• Try it: Tally up the lines below with "tree" in them. Answer with the number only.

• Records provided:
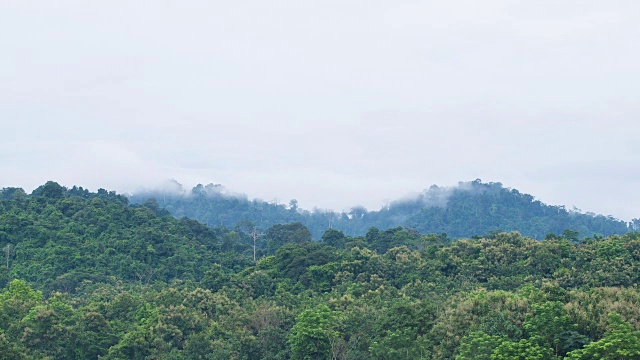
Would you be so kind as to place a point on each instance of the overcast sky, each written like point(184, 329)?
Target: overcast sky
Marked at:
point(334, 103)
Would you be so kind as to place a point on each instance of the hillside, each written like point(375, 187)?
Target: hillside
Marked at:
point(468, 209)
point(88, 276)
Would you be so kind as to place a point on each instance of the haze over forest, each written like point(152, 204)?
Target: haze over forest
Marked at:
point(333, 112)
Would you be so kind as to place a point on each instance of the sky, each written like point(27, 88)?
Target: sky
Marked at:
point(333, 103)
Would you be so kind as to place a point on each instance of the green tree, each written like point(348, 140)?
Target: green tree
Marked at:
point(619, 342)
point(312, 334)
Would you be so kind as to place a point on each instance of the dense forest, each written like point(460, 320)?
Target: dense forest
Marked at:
point(469, 209)
point(87, 275)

• Solution to this exercise: 2